## WHAT THE EXERCISE ASKS
The answer must consist of every line from the entries below that contains the word "girl".

## SUPPLIED RECORDS
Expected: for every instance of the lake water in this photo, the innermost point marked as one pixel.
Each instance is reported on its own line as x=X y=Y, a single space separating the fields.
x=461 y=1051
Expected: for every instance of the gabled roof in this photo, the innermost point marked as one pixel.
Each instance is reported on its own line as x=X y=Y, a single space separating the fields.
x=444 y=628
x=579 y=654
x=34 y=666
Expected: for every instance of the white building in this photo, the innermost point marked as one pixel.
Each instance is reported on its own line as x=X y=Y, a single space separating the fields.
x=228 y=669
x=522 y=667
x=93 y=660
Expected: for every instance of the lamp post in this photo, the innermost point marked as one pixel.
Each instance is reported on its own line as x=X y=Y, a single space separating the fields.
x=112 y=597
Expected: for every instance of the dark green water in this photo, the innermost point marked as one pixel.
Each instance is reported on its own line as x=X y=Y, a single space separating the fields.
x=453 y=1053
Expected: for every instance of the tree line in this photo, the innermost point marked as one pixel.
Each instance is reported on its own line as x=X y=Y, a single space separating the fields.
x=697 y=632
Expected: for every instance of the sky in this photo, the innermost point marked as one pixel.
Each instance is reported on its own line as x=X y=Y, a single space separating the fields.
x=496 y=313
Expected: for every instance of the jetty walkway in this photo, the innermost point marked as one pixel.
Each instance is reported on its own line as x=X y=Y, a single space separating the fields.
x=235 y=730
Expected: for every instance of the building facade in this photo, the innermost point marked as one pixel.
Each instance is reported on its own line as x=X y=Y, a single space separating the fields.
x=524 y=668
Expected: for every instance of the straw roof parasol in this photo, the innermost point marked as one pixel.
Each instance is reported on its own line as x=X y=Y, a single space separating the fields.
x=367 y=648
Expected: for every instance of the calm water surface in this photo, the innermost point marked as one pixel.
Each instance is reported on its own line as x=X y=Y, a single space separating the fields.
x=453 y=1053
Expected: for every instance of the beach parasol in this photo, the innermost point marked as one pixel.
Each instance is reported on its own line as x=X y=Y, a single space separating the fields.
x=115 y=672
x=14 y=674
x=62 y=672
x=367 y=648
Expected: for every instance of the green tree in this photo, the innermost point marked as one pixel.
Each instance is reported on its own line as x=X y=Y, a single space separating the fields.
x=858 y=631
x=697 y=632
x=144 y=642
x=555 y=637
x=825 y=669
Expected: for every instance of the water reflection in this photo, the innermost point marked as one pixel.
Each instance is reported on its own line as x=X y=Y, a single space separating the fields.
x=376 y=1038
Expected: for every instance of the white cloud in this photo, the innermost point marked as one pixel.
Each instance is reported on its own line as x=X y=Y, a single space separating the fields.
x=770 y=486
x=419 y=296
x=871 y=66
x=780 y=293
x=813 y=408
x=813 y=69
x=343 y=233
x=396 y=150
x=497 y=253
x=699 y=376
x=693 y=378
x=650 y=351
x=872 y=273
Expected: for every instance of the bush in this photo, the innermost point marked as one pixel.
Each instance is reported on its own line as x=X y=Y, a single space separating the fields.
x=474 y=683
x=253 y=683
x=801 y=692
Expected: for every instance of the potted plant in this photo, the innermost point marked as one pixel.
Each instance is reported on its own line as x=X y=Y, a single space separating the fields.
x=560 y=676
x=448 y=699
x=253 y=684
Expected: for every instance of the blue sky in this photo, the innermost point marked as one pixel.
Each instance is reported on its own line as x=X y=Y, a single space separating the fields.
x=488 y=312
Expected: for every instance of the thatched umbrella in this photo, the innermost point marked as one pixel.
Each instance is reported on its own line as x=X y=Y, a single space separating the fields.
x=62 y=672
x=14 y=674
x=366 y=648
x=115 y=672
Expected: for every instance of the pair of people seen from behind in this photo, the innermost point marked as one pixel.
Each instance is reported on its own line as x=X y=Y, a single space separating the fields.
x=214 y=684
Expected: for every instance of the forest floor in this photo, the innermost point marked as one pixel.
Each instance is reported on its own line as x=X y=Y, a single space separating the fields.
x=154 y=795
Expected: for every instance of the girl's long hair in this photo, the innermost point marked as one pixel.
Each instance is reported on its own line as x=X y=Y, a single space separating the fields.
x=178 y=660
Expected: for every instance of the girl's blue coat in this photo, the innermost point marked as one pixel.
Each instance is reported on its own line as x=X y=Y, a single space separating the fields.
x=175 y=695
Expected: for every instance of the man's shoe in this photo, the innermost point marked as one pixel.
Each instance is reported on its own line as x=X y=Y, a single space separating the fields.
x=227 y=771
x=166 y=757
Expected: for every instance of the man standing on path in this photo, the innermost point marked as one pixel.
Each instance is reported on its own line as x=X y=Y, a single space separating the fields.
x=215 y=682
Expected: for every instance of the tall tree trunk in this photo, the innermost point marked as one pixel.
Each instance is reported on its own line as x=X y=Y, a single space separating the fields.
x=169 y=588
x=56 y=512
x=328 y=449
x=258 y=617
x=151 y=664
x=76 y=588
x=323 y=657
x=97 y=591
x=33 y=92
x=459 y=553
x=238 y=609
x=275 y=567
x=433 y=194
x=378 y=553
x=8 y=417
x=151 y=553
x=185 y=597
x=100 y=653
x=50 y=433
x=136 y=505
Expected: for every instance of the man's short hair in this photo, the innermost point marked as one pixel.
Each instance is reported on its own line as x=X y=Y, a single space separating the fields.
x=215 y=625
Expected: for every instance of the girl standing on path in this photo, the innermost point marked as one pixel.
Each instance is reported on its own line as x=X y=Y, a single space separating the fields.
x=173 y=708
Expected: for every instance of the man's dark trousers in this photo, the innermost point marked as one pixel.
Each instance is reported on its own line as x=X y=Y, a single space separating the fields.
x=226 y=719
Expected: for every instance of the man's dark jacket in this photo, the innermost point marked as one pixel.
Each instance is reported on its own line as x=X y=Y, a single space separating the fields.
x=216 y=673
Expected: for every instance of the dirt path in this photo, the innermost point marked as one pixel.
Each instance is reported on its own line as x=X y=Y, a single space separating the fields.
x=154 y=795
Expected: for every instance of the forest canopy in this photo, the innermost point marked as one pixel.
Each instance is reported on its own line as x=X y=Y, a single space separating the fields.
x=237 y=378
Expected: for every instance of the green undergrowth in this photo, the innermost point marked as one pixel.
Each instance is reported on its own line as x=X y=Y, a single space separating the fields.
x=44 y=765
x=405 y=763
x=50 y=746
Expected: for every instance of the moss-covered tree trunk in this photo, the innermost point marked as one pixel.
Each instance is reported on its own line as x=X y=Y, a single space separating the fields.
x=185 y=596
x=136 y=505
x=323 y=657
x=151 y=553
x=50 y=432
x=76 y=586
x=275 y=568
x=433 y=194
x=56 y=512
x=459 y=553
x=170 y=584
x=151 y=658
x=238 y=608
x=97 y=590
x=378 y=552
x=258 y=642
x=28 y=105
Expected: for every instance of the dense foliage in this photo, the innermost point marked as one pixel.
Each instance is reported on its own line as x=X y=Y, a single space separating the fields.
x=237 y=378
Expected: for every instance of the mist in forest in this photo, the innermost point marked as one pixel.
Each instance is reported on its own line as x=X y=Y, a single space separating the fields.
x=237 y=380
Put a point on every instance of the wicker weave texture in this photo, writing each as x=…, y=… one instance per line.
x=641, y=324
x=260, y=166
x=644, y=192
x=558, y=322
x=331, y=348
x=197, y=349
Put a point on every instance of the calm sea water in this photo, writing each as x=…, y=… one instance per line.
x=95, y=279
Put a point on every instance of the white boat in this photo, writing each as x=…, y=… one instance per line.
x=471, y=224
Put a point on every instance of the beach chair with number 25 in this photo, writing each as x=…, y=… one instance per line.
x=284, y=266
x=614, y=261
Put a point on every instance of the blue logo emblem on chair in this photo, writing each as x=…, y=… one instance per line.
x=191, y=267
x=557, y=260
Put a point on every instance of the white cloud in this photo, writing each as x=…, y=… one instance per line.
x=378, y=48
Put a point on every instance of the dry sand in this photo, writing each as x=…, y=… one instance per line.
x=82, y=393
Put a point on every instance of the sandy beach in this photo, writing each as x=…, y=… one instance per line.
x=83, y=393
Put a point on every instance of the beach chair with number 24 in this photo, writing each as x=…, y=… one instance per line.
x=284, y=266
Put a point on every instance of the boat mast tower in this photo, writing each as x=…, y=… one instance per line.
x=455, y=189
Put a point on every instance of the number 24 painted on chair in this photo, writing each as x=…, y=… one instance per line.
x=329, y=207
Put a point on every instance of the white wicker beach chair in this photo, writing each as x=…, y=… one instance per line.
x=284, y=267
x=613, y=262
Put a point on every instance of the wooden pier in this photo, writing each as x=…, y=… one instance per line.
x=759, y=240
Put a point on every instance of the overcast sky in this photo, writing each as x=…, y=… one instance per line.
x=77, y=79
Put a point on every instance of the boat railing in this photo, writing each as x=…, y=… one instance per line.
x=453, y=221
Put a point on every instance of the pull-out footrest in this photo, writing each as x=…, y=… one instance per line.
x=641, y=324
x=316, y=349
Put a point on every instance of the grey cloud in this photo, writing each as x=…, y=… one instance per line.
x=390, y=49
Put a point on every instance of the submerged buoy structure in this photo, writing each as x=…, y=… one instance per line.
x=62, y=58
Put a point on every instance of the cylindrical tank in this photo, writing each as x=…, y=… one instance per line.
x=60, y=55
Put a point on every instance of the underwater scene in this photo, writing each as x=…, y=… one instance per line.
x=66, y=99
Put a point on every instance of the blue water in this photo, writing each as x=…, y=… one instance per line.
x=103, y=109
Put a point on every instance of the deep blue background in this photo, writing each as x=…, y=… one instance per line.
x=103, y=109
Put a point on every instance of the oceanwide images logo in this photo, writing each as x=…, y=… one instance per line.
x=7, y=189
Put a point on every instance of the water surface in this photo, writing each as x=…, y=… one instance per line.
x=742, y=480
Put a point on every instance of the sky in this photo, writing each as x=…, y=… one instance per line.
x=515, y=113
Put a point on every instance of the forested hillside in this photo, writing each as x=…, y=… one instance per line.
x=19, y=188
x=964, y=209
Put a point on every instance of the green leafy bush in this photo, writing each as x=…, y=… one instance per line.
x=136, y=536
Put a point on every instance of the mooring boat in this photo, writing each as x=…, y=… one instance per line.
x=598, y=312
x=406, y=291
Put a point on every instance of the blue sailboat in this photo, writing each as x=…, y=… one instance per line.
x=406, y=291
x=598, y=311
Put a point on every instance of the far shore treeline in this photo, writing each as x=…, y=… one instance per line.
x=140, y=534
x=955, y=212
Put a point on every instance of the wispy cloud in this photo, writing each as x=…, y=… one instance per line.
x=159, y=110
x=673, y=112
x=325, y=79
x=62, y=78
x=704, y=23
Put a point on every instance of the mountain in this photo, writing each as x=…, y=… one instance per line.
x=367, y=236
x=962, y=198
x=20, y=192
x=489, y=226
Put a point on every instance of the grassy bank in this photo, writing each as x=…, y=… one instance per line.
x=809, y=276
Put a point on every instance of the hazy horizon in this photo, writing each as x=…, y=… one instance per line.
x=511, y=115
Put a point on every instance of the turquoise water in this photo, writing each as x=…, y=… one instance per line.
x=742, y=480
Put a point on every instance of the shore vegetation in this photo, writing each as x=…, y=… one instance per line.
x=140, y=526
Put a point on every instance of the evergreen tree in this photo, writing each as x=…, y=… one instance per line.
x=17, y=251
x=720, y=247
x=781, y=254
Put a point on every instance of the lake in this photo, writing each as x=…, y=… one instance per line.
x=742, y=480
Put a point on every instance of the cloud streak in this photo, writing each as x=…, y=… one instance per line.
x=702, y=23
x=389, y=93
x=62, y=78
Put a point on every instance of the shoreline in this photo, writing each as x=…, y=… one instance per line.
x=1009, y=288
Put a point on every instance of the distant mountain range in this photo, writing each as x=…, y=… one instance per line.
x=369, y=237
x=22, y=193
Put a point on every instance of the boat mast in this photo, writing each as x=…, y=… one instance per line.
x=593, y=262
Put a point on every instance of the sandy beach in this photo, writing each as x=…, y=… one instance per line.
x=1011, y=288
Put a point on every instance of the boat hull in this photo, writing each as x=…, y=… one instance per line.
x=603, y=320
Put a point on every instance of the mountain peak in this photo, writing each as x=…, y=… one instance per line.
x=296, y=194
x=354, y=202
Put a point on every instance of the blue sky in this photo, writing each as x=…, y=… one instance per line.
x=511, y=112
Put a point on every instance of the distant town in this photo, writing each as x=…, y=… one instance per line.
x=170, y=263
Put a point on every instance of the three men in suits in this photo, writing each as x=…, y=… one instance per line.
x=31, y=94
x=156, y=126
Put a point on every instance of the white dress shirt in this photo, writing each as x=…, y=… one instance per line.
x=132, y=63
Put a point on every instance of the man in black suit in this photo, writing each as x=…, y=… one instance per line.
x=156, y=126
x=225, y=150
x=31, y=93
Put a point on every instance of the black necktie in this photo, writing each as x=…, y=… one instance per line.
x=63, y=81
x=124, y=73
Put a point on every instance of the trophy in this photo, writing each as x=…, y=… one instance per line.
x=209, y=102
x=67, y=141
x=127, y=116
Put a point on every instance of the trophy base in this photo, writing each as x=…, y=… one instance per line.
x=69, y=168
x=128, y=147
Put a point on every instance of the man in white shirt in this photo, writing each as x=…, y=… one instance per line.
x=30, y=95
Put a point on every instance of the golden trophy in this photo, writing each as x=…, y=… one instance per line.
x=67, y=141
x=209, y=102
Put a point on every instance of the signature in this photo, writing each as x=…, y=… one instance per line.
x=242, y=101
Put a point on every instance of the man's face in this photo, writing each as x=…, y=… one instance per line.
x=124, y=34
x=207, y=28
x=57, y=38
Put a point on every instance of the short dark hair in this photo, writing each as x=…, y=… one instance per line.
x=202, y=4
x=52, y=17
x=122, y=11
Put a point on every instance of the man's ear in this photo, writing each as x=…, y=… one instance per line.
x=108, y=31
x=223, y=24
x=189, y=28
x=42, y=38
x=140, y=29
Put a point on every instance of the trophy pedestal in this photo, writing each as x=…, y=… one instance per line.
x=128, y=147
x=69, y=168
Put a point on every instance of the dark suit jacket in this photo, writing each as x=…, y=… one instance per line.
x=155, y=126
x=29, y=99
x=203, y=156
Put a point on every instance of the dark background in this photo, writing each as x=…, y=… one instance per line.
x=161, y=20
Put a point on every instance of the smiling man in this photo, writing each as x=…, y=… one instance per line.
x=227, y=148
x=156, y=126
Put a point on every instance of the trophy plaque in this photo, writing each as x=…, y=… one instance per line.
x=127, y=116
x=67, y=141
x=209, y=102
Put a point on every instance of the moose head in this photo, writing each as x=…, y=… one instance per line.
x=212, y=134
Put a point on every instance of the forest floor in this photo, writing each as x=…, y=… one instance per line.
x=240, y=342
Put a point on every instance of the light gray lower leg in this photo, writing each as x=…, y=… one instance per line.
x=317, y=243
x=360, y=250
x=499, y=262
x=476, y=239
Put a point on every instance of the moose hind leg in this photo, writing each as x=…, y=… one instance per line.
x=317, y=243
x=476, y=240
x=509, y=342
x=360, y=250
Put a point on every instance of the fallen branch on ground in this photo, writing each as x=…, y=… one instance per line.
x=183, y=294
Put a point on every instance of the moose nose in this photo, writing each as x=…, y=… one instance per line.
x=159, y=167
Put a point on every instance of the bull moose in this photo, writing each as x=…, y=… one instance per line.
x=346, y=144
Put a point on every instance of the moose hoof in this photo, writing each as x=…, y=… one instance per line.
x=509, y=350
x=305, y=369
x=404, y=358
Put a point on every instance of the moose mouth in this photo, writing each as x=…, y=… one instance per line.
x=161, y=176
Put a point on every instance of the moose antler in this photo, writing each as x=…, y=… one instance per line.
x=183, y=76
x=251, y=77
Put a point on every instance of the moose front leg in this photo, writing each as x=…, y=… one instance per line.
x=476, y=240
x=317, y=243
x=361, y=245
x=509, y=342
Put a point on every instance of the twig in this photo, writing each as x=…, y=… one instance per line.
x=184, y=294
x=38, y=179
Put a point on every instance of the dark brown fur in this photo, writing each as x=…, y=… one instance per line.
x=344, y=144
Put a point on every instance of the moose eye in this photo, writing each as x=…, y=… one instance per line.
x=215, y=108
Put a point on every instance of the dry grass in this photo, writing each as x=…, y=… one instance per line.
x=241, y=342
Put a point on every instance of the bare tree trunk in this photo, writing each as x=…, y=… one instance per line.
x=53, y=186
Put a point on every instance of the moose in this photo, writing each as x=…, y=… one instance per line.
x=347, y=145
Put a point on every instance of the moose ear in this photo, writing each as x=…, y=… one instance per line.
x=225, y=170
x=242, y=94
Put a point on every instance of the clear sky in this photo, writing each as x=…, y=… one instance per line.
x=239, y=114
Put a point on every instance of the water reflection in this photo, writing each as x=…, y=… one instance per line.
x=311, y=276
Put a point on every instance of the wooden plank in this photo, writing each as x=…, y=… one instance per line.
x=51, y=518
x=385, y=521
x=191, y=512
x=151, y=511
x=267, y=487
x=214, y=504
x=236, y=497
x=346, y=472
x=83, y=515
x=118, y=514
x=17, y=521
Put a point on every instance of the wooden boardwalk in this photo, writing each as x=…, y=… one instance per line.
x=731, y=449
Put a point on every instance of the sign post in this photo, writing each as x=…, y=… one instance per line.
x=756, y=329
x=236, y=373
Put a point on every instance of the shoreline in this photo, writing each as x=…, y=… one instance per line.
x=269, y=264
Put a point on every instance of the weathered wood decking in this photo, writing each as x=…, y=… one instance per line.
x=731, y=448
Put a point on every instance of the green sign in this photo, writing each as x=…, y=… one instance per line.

## SOLUTION TO THIS EXERCISE
Expected: for every instance of the girl's long hair in this photo, the innermost point marked as one pixel.
Expected: for every instance of the girl's blue coat in this photo, the innermost point marked as one pixel.
Expected: for every instance of the girl standing on path in this photo, the innermost point marked as one pixel.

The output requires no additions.